## REQUIRED ACTION
Continue the article below on negative SEO and competitive sabotage, picking up after its last line.

*** EXTRACT PROVIDED Section Begins ***

Negative SEO vs Sabotage
Just about any independent SEO worth their weight who publishes a number of websites has at least once hit a snag & been filtered or penalized. A person can say “not me” but how do they operate optimally in both the short term and long term if they never operate near limits or thresholds? But now that Google has begun actively penalizing sites for unnatural link profiles & tightening these thresholds, competitors have been giving one another shoves. Some of the most widely highlighted examples of crappy SEO were not attempts at SEO, but intentional competitive sabotage.
Why Many SEO Thought Leaders Remain Ignorant About SEO
Recently there have been numerous claims that negative SEO doesn’t work made by people who should know better.
Many of them don’t know any better though, due to a combination of being naive, trusting public relations messaging as being the truth, and a general lack of recent experience on smaller sites.
If someone only…
- does consulting for large corporate clients
- works in house at a big company
- publishes a site about SEO and doesn’t build & market sites in competitive areas
… it is easy to bleat on about how negative SEO isn’t generally possible except for weak sites. Sites that (allegedly) deserve to be hit & must (obviously) lack quality to be so weak.
The Risk of Labeling “Spam”

*** EXTRACT PROVIDED Section Ends ***
*** SUPPLIED MATERIAL Section Begins ***

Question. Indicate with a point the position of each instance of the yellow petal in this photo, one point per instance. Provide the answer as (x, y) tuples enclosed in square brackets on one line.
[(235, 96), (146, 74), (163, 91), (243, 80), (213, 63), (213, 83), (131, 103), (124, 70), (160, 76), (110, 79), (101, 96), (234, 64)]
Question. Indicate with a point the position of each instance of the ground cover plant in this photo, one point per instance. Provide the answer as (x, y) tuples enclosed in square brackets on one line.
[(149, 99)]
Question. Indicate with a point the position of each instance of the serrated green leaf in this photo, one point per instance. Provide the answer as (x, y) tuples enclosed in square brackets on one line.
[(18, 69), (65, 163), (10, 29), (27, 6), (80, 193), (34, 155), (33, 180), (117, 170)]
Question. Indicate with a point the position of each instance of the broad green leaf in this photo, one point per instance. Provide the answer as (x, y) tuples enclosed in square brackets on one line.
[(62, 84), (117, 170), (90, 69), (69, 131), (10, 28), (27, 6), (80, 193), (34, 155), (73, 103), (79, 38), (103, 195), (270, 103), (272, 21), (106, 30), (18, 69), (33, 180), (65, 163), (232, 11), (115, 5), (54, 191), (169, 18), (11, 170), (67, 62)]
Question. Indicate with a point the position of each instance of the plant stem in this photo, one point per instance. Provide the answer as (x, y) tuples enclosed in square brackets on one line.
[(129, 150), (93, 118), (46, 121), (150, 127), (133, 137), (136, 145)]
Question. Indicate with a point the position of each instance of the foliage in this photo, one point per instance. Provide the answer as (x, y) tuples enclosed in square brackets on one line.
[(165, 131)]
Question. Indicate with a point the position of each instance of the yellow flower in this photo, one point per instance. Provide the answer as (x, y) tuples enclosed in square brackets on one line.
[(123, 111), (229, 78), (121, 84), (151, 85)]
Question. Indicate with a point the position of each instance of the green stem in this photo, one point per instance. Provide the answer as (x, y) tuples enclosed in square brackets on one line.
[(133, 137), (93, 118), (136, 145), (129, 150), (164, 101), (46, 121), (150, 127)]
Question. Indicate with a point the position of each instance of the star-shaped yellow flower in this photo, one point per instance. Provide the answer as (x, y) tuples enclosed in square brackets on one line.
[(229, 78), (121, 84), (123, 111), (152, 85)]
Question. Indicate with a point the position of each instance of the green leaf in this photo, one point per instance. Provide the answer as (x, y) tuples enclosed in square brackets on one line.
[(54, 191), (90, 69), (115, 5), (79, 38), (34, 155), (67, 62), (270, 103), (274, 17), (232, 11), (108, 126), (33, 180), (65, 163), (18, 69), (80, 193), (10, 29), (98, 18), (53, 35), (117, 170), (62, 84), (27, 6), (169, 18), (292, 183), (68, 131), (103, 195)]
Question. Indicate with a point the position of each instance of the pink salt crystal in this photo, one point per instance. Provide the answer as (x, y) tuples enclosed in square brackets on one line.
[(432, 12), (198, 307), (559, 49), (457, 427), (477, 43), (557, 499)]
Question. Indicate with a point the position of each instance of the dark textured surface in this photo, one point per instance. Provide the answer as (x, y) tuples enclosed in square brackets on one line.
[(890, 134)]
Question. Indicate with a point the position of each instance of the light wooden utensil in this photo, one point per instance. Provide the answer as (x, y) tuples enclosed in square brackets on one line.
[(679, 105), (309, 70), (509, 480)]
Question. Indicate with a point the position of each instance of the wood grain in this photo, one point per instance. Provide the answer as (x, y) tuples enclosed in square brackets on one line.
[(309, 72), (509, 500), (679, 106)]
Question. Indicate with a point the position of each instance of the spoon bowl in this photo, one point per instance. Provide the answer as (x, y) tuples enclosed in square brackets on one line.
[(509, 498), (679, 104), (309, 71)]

*** SUPPLIED MATERIAL Section Ends ***

## EXERCISE OUTPUT
As highlighted above, some of the most frequently & widely cited spam examples were not examples of spam, but examples of competitive sabotage. Thus anyone who recommends highlighting “spam” can potentially hose businesses that did nothing wrong.
Why Many SEO Consultants Pretend Success & Cheer Brand
Most sites focused on search typically write a syndication of Google fluff public relations and/or are doing cloaked sales pieces claiming that the death of spammers is great because they and their clients keep becoming more successful. Its all fake it until you make it / fake it until you too are driven out of the ecosystem & pretend things are always getting better even when signs point the other direction. This is done for a variety of reasons:
- not wanting to lose access to Google
- signaling you have experience working with big brands
- wanting to signal that you are a safe play in the marketplace
Nobody ever got fired for choosing IBM.
Marketers Sell Whatever Google Promotes
It is far easier to get paid to do nothing than it is to get paid to fight against the waves of the ocean.
So long as Google keeps feeding macro-parasites trying to kill off smaller & independent players you can expect a lot of consultants to push themselves as being a good fit for the big brands that Google is explicitly designing their algorithms around promoting. However this trend won’t last forever. Many of those bigger sites are becoming ad networks & at some point Google will see that competitive threat for what it is. They will then decide “the user” would like a bit more diversity in the results & to see more smaller sites rank.
Most Businesses Must be Small
Much like wealth, business distributions follow power laws & most businesses are small in scale. Sure “build brand” is a nice cure all, but building a strong brand requires scale. Not all businesses have the margins required to build brands. And businesses take time to grow.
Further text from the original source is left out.